# Short task
Write the material out again exactly.

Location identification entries
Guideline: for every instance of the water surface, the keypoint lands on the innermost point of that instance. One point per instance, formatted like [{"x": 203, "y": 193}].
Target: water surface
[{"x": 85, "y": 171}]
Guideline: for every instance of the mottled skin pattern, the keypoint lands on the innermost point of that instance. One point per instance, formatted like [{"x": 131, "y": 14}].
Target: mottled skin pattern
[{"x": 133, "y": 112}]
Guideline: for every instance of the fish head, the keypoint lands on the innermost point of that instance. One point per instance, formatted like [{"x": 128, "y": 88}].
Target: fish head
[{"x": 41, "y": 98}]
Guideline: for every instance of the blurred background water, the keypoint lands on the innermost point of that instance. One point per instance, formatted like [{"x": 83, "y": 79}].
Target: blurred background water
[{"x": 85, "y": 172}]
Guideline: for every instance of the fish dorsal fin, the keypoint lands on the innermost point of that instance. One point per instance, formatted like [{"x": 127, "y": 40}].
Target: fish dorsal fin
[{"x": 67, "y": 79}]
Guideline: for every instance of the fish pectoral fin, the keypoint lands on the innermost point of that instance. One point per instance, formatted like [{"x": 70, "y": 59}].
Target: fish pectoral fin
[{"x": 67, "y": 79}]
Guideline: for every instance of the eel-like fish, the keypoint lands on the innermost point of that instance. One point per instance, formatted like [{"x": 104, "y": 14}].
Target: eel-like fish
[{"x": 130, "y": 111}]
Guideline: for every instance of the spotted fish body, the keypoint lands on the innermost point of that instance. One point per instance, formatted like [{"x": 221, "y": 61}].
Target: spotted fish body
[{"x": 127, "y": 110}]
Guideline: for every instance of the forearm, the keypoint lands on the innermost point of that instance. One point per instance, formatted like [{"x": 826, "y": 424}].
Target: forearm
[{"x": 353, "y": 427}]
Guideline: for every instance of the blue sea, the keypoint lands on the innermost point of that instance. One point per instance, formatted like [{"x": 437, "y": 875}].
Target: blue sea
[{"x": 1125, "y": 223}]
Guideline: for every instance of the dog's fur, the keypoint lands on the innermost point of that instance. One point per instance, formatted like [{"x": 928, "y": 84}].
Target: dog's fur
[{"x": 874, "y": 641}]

# Answer for this exercise
Guideline: for every instance of the water surface, the keypoint lands on the innermost point of that instance. One point per instance, formatted like [{"x": 203, "y": 193}].
Target: water surface
[{"x": 85, "y": 171}]
Guideline: for every instance of the mottled skin pattern, the keypoint lands on the innermost point of that instance. One point per instance, formatted like [{"x": 131, "y": 14}].
Target: mottled skin pattern
[{"x": 133, "y": 112}]
Guideline: for every instance of the fish head, the keypoint lands on the innermost point of that instance. One point per instance, formatted like [{"x": 128, "y": 88}].
Target: fish head
[{"x": 41, "y": 98}]
Guideline: for every instance of the blurred background water, the keypoint lands on the innermost point of that instance. One point per instance, formatted like [{"x": 83, "y": 79}].
Target: blurred background water
[{"x": 85, "y": 172}]
Guideline: for every instance of the fish dorsal fin, the keypoint lands on the innermost point of that instance. One point per instance, formatted like [{"x": 127, "y": 40}].
Target: fish dorsal fin
[{"x": 67, "y": 79}]
Guideline: for every instance of the fish pectoral fin, the keypoint lands on the innermost point of that instance. One point per instance, formatted like [{"x": 70, "y": 59}].
Target: fish pectoral fin
[{"x": 67, "y": 79}]
Guideline: for every instance of the eel-like fish, the keypoint lands on the innermost point of that instance. One point per instance, formatted like [{"x": 104, "y": 14}].
Target: eel-like fish
[{"x": 130, "y": 111}]
Guideline: for every instance of the spotted fish body, the keypoint lands on the innermost point of that instance. One point per instance, formatted like [{"x": 221, "y": 61}].
Target: spotted fish body
[{"x": 127, "y": 110}]
Guideline: for every instance of the forearm, the keypoint lands on the innermost point of that instance. One point per instance, formatted like [{"x": 826, "y": 424}].
Target: forearm
[{"x": 353, "y": 427}]
Guideline: for every instance of the blue sea, the keypoint lands on the innermost point of that instance. One point per instance, formatted like [{"x": 437, "y": 875}].
Target: blue sea
[{"x": 1125, "y": 223}]
Guideline: for every instance of the dog's fur, the keypoint lands on the innermost point of that instance. One point per instance, formatted like [{"x": 928, "y": 84}].
Target: dog's fur
[{"x": 874, "y": 641}]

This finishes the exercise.